### Text provided
>>>>>

# Compounding



## obiwan (1 January 2005)

in 1998, I visited a board called hotcopper. I guess things don't change much. This site looks slightly more sensible. 

I am amazed that people still expect 10-20% pa real returns on a consistent basis and 50% or such on a leveraged basis. This is a warren buffet type achievement : extremely unlikely year on year. At 20%pa a mere $1000 grows to 9.1 million in 50 years. At 50% $1000 becomes 638 billion (in todays dollars this is 10% of the M4 in the US) in 50 years. No one that I am aware of has been able to do this. It is obvious that high returns over decades are extraordinarily difficult to achieve. There is only a finite amount of real wealth on our planet, and if everyone grew their investments at these speeds soon all the wealth in the world would be insufficient to sustain the returns. Economies, markets and I suspect trading accounts experience k-waves that self correct the system. 

I suppose the hope is that you can build up your trading capital through these big gains initially and then preserve it. Unfortunately by doing this you drastically increase your chances of blowing out. And even if you are lucky enough to accumulate enough trading capital you will almost certainly blow out at some stage. Faster is often slower, and perhaps a portfolio aiming at a real return of 5% (or 1 % above the historical mean) is more realistic, likely to be more structually stable over short and long time periods and have a much higher probability of success.  

A decade I read a book called the richest man in babylon, it is still one of the best books I have read. Compounding is something that few people understand.


----------



## wayneL (1 January 2005)

obiwan said:
			
		

> in 1998, I visited a board called hotcopper. I guess things don't change much. This site looks slightly more sensible.
> 
> I am amazed that people still expect 10-20% pa real returns on a consistent basis and 50% or such on a leveraged basis. This is a warren buffet type achievement : extremely unlikely year on year. At 20%pa a mere $1000 grows to 9.1 million in 50 years. At 50% $1000 becomes 638 billion (in todays dollars this is 10% of the M4 in the US) in 50 years. No one that I am aware of has been able to do this. It is obvious that high returns over decades are extraordinarily difficult to achieve. There is only a finite amount of real wealth on our planet, and if everyone grew their investments at these speeds soon all the wealth in the world would be insufficient to sustain the returns. Economies, markets and I suspect trading accounts experience k-waves that self correct the system.
> 
> ...




It depends on your capital base Obi.

<<<<<

### To do
A – Take everything in the compounding thread from "I suppose the" down to "few people understand." and write it out again, switching "trading capital" to "investment capital".
B – Answer these questions from the compounding thread:
(i) What board did obiwan visit in 1998?
(ii) At 20% pa, what does $1000 grow to in 50 years?
(iii) Which book does obiwan call one of the best books read?
C – According to the compounding thread, why could everyone not keep growing their investments at very high rates?
The records after this play no part in the work.

### Excerpted records
>>>>>

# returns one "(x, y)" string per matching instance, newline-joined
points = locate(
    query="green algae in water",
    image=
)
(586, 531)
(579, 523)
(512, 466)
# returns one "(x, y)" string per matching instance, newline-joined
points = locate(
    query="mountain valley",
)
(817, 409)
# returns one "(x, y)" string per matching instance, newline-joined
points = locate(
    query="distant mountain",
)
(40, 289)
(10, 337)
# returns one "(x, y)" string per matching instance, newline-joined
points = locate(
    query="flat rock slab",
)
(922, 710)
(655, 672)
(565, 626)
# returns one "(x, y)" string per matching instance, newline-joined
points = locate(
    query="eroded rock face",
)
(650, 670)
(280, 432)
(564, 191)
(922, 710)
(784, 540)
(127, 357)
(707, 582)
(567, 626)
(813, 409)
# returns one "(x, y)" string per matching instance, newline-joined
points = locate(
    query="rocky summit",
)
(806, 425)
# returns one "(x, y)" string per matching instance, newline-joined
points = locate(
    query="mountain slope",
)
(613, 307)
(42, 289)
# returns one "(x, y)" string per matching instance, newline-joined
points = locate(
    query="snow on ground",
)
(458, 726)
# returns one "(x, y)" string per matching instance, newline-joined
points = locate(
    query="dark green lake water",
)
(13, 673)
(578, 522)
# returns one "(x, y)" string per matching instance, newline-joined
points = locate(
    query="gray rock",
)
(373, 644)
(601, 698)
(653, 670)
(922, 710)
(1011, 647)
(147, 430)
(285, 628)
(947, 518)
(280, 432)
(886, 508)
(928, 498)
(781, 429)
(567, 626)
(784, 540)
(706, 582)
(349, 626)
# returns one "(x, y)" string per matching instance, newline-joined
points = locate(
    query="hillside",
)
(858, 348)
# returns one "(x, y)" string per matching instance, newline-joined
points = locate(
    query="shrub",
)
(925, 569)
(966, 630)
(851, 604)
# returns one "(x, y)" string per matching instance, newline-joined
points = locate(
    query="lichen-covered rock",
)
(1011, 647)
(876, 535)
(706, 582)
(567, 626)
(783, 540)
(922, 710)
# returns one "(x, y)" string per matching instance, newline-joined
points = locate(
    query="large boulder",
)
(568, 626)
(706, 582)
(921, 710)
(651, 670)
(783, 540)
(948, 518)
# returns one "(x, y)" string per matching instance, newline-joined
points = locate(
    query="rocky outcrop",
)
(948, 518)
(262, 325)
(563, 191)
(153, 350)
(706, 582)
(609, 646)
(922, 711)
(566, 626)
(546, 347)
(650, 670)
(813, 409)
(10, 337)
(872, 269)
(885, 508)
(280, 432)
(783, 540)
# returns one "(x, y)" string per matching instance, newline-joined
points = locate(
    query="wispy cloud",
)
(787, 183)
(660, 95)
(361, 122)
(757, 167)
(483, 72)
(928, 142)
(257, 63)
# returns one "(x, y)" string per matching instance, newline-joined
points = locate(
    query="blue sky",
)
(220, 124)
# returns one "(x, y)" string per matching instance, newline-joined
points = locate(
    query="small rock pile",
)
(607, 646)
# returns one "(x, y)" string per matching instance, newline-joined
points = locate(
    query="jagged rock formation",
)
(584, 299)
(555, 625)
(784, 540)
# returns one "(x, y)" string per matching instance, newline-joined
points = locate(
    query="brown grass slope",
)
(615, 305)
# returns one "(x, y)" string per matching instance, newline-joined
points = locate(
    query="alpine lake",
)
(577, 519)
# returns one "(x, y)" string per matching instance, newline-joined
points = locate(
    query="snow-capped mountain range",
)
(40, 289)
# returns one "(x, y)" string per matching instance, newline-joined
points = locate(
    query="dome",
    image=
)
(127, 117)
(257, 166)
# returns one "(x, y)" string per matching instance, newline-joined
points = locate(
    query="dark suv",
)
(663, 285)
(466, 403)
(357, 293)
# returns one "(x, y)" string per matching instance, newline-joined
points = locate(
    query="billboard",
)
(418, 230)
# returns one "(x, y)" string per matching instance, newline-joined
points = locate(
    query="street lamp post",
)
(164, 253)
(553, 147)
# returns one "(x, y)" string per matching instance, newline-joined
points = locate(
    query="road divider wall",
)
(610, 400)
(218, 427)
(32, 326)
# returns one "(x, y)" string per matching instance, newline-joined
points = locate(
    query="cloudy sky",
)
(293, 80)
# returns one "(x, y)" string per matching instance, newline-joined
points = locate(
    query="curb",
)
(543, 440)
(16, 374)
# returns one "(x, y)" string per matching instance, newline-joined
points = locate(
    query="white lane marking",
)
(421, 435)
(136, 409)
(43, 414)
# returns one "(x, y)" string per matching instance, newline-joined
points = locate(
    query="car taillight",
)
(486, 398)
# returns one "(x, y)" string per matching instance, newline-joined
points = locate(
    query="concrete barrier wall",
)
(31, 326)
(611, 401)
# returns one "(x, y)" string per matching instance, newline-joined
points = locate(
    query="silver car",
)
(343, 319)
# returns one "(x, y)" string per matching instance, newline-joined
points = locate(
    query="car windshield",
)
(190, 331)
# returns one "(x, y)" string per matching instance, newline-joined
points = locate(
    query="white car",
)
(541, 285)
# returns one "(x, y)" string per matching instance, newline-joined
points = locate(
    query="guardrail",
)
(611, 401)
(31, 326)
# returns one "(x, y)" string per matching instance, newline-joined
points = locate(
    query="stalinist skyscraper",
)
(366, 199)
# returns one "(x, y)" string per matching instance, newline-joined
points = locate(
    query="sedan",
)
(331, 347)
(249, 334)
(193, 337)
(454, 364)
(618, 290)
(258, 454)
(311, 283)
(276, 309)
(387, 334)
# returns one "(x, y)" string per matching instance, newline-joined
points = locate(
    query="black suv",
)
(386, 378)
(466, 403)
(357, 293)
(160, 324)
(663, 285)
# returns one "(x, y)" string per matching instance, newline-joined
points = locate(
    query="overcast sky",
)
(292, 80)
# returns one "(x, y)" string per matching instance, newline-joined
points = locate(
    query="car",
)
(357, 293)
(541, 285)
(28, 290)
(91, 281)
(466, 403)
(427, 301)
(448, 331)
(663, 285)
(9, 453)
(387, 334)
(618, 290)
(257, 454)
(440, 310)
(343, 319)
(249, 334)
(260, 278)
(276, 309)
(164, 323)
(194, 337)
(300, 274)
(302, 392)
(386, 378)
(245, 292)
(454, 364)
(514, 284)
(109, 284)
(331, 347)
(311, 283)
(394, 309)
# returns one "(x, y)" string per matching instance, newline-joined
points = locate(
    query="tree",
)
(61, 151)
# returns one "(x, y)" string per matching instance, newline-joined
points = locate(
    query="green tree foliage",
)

<<<<<

### Task-by-task solutions
A –
I suppose the hope is that you can build up your investment capital through these big gains initially and then preserve it. Unfortunately by doing this you drastically increase your chances of blowing out. And even if you are lucky enough to accumulate enough investment capital you will almost certainly blow out at some stage. Faster is often slower, and perhaps a portfolio aiming at a real return of 5% (or 1 % above the historical mean) is more realistic, likely to be more structually stable over short and long time periods and have a much higher probability of success.  

A decade I read a book called the richest man in babylon, it is still one of the best books I have read. Compounding is something that few people understand.

B –
(i) A board called hotcopper.
(ii) 9.1 million.
(iii) The richest man in babylon.

C – There is only a finite amount of real wealth on the planet. If everyone grew their investments at such speeds, all the wealth in the world would soon be insufficient to sustain the returns.